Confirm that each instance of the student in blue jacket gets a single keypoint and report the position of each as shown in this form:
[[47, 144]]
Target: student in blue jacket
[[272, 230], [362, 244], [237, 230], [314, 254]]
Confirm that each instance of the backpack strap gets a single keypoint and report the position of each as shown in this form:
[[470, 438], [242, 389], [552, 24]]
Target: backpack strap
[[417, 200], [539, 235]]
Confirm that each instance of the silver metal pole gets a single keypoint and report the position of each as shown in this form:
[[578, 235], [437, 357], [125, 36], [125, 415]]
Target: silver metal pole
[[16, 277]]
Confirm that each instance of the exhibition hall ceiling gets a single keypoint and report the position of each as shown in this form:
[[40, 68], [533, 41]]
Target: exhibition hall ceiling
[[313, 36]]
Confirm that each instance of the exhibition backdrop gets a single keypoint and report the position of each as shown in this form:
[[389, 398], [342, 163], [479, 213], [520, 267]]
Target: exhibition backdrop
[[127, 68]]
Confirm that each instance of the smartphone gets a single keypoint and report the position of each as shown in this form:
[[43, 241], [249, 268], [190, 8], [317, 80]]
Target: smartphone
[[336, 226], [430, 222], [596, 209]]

---

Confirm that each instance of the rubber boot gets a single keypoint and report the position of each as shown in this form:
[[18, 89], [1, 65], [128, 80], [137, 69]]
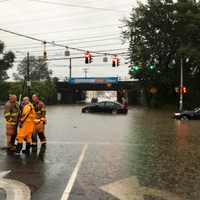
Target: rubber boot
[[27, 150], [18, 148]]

==

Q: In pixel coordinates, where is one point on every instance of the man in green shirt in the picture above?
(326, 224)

*WORK REQUEST*
Go back to the listing above. Copy word for word the lines from the one with "[[578, 235], [437, 357], [125, 36], [125, 415]]" through the one with "[[40, 68], [533, 41]]", and nothing more.

*FINISHED TASK*
[[578, 235], [437, 357], [125, 36], [125, 415]]
Target: silver metal pole
[[16, 277]]
Confirm that each instance of the exhibition hall ceiling gets a single keypoint and report the position of each as shown in this form:
[[40, 68], [533, 41]]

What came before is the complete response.